**WHAT IS REQUIRED:**
Extract from the material below every line that contains the word "flower", and copy each one in the order it appears.

[start]

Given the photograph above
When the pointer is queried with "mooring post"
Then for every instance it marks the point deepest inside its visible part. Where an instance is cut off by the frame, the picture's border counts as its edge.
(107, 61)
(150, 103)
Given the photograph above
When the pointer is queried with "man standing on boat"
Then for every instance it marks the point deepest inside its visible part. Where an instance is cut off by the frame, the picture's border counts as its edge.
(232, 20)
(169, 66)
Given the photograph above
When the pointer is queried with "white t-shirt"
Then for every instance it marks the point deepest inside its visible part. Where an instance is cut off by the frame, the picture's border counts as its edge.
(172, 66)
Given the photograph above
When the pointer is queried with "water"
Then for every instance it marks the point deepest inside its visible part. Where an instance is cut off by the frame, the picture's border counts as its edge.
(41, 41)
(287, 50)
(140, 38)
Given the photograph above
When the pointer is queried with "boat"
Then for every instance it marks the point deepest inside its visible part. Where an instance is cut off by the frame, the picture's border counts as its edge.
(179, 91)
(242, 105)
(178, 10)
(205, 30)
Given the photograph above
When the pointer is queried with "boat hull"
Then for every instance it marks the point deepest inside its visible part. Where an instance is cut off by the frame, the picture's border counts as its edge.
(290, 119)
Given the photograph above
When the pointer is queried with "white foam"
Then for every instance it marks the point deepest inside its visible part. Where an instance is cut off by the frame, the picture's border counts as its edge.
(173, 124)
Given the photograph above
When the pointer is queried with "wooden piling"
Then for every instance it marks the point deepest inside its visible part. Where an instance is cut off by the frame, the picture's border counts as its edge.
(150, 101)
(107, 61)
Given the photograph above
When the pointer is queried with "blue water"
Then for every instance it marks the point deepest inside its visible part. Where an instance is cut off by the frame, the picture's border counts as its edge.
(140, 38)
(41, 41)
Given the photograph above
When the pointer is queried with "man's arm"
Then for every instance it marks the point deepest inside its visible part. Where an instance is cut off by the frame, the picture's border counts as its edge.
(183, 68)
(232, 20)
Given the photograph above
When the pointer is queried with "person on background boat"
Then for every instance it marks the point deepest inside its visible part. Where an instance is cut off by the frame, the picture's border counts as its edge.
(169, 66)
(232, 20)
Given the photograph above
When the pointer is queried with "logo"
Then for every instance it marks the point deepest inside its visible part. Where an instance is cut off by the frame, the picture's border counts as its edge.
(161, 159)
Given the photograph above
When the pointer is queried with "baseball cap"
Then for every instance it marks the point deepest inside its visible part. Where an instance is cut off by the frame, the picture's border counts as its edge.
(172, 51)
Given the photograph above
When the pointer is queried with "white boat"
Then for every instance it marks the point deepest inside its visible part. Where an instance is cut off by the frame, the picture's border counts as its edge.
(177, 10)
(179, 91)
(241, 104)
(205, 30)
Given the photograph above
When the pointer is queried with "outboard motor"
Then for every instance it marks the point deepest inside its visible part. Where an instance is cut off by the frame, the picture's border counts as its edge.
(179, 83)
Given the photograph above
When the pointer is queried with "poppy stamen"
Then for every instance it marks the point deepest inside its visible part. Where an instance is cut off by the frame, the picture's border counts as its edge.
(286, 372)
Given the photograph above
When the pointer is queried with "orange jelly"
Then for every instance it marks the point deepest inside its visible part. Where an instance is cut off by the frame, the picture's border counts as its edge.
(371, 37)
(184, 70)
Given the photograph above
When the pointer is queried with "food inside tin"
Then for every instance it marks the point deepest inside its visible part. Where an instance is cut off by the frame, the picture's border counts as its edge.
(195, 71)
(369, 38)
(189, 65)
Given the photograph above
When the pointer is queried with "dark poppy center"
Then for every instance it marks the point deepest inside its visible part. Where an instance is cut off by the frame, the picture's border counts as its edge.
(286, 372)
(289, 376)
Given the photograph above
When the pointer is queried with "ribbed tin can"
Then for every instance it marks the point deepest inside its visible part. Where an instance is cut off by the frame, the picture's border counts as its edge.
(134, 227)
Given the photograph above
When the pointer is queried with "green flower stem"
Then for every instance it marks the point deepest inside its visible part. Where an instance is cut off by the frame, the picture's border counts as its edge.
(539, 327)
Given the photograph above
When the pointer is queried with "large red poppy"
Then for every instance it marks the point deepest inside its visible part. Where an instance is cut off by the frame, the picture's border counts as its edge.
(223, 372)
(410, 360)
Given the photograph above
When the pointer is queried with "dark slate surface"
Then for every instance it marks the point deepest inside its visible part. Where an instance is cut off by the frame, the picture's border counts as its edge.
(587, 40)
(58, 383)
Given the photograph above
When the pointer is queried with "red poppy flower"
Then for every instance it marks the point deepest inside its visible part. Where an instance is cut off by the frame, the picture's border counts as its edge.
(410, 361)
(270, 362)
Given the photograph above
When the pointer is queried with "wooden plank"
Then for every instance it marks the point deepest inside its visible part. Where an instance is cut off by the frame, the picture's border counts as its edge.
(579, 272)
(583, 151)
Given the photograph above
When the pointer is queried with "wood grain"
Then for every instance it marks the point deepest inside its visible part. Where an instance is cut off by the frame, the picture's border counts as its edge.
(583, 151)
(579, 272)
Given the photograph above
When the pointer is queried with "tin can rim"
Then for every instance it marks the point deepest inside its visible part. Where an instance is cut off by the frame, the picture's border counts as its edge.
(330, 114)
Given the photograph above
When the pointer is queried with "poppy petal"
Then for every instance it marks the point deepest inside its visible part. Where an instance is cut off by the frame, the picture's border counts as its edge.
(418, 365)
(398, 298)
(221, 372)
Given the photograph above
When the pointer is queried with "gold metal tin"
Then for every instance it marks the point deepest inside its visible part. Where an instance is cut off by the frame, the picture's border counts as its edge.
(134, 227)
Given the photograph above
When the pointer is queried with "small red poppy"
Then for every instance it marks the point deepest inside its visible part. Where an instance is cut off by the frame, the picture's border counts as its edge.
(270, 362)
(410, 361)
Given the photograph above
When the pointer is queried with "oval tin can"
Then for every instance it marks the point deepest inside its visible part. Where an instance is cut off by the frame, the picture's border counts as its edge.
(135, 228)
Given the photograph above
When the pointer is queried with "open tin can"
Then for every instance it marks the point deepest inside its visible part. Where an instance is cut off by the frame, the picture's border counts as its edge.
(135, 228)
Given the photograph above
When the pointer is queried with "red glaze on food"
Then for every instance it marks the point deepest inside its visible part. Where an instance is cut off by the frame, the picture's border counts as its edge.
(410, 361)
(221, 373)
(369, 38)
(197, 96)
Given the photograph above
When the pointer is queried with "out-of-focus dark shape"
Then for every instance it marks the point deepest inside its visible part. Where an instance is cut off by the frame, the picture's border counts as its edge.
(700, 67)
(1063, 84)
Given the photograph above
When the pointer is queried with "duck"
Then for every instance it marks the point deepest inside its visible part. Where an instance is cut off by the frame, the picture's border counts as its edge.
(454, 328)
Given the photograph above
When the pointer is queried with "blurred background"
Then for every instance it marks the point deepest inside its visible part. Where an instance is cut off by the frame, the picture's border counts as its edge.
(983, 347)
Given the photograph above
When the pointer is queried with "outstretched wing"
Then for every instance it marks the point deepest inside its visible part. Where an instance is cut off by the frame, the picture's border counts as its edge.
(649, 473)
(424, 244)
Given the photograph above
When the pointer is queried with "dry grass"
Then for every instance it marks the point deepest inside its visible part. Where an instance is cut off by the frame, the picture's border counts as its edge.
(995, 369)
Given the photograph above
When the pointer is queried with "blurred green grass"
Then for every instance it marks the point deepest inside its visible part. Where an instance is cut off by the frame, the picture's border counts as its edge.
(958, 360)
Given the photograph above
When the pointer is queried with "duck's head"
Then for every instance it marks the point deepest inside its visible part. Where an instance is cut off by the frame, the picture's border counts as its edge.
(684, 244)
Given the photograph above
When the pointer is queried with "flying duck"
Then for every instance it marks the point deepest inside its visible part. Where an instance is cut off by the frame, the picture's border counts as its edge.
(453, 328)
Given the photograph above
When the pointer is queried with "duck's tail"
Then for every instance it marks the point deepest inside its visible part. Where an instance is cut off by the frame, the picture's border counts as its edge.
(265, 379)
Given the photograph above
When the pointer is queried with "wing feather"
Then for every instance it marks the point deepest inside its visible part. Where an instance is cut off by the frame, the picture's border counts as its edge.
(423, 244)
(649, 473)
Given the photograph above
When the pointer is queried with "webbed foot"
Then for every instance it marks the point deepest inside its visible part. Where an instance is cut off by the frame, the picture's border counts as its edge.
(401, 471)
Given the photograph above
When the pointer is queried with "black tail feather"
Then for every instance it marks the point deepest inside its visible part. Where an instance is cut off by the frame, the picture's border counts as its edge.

[end]

**SOLVED PROBLEM:**
When the pointer is queried with "green flower stem"
When the pointer is queried with "red poppy flower"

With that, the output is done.